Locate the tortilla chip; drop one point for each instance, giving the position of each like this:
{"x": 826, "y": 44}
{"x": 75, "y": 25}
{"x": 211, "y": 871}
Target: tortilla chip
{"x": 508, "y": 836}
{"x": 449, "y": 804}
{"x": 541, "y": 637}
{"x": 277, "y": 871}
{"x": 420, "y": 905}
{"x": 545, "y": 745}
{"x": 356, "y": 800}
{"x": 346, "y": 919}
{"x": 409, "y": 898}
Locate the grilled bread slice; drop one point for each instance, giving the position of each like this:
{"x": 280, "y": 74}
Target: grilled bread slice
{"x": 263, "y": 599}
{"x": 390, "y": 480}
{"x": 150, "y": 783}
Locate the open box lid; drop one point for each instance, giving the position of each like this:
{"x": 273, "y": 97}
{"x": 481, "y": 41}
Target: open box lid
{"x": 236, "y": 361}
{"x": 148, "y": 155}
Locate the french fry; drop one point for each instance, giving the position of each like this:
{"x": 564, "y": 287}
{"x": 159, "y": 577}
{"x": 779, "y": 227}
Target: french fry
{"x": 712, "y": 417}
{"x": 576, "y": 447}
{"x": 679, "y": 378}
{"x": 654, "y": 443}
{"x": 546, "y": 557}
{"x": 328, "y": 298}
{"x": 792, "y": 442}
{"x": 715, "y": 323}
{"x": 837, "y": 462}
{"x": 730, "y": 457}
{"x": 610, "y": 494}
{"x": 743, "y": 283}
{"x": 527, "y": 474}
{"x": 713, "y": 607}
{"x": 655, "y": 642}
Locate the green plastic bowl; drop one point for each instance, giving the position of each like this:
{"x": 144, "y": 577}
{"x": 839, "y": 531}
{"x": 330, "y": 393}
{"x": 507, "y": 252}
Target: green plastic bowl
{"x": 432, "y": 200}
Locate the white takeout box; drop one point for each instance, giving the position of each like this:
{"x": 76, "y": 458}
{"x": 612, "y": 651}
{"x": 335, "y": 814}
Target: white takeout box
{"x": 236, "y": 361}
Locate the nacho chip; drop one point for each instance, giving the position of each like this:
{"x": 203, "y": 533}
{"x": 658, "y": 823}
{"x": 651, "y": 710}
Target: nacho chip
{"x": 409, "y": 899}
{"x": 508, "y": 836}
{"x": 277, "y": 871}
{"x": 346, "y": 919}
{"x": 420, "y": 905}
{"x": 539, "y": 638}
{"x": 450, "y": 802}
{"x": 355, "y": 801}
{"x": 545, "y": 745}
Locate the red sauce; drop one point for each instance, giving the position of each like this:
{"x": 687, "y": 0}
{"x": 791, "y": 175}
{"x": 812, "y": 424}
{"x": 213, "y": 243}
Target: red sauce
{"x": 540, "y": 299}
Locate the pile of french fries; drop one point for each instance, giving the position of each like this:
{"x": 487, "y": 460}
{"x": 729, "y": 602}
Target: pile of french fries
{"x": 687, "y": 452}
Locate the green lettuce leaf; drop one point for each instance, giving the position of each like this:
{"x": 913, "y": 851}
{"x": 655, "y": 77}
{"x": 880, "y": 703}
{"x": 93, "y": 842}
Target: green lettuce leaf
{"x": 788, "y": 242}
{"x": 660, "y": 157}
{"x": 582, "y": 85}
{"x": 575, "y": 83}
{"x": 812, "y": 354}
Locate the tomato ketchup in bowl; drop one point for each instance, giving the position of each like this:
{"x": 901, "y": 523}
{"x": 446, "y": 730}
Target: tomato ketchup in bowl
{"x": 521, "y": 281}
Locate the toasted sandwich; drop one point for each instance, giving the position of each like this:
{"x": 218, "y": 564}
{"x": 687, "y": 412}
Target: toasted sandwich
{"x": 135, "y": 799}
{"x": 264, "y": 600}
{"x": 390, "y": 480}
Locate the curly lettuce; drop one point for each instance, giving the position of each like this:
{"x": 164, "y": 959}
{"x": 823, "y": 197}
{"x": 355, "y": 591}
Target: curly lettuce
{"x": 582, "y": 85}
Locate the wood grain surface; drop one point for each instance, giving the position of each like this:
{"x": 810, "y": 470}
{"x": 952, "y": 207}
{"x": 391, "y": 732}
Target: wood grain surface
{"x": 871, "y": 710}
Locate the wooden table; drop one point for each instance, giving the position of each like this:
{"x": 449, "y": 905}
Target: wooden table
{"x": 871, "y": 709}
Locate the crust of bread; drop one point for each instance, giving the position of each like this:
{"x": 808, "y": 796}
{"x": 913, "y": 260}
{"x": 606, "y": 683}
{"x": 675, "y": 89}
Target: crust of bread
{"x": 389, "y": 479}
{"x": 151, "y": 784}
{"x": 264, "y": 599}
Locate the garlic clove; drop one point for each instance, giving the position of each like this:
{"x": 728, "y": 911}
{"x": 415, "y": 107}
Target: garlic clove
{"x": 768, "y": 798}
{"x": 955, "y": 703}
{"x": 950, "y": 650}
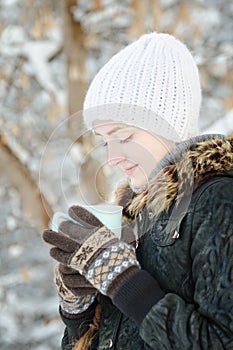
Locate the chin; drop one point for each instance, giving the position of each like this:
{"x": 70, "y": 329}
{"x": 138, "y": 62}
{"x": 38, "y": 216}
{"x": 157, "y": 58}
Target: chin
{"x": 136, "y": 183}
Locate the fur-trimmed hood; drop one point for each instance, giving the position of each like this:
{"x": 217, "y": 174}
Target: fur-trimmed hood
{"x": 182, "y": 170}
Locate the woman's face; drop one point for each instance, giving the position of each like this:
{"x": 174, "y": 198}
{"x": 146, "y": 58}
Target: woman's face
{"x": 135, "y": 151}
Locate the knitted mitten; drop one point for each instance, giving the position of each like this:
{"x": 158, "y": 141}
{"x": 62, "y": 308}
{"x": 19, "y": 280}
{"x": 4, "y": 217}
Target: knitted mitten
{"x": 98, "y": 255}
{"x": 76, "y": 294}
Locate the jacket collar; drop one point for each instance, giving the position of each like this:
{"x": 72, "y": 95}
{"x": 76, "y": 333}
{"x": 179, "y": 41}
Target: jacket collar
{"x": 182, "y": 170}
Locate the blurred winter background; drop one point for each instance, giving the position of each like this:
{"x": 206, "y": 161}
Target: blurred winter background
{"x": 49, "y": 52}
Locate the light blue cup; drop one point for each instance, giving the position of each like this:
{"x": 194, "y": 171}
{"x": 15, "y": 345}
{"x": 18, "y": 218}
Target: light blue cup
{"x": 110, "y": 215}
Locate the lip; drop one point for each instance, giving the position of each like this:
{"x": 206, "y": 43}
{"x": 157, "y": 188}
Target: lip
{"x": 130, "y": 169}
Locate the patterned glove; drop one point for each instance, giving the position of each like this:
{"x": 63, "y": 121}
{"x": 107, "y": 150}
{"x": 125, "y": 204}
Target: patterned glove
{"x": 75, "y": 292}
{"x": 104, "y": 260}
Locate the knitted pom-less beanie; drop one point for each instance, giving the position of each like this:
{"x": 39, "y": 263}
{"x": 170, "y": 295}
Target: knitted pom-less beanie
{"x": 152, "y": 83}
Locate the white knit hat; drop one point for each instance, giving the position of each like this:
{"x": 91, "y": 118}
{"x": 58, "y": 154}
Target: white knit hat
{"x": 152, "y": 83}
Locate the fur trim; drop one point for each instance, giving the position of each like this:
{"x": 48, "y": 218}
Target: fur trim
{"x": 200, "y": 161}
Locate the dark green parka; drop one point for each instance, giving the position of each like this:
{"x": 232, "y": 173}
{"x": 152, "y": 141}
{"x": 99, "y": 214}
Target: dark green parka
{"x": 184, "y": 226}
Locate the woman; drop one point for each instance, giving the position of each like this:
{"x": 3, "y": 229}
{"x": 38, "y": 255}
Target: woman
{"x": 168, "y": 283}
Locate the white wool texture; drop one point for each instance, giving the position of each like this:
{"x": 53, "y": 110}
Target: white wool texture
{"x": 153, "y": 84}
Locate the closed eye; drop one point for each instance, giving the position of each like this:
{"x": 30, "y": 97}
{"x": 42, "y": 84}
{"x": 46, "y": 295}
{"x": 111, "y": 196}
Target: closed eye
{"x": 127, "y": 139}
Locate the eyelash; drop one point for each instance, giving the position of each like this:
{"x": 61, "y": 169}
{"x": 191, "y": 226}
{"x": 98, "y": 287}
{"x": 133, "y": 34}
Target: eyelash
{"x": 127, "y": 139}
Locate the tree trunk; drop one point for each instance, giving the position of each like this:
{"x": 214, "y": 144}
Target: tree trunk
{"x": 77, "y": 80}
{"x": 35, "y": 205}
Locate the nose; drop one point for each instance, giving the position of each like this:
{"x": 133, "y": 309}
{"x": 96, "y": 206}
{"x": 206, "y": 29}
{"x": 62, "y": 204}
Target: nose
{"x": 114, "y": 156}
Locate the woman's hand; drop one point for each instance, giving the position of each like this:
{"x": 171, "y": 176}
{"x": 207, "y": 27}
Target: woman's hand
{"x": 96, "y": 253}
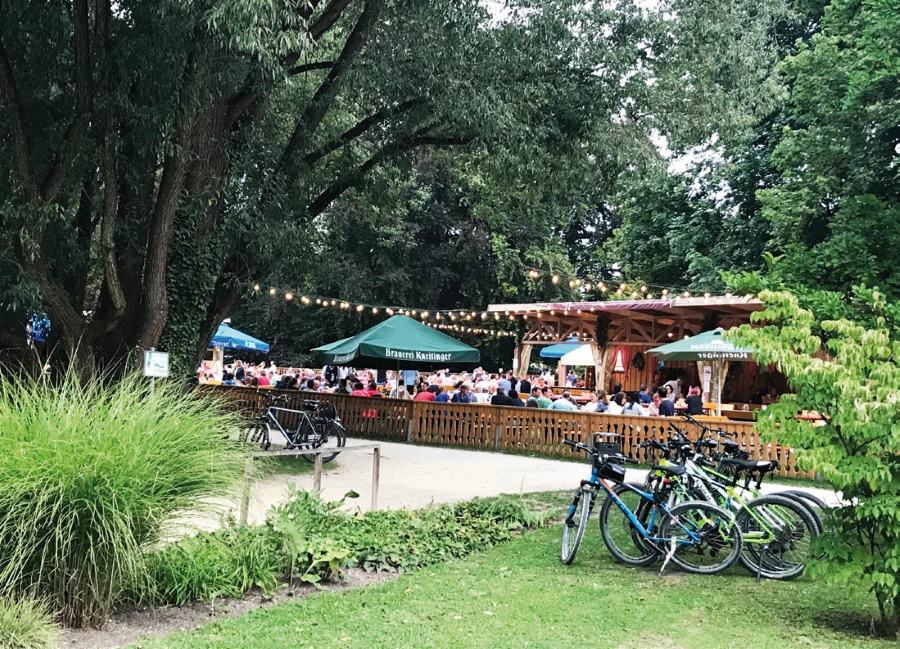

- EXERCISE DESCRIPTION: Rescale the data from the line containing "Locate the woman's hand;" through the end of the data, reproducing every line with each coordinate in the answers multiplied by 1.45 and rounded to a whole number, halves up. Keep the requests and their sample positions unchanged, and leave the pictures out.

- WRITTEN RESPONSE:
Locate the woman's hand; drop one point for each instance, giving the position of each like this:
{"x": 171, "y": 176}
{"x": 207, "y": 27}
Target: woman's hand
{"x": 139, "y": 367}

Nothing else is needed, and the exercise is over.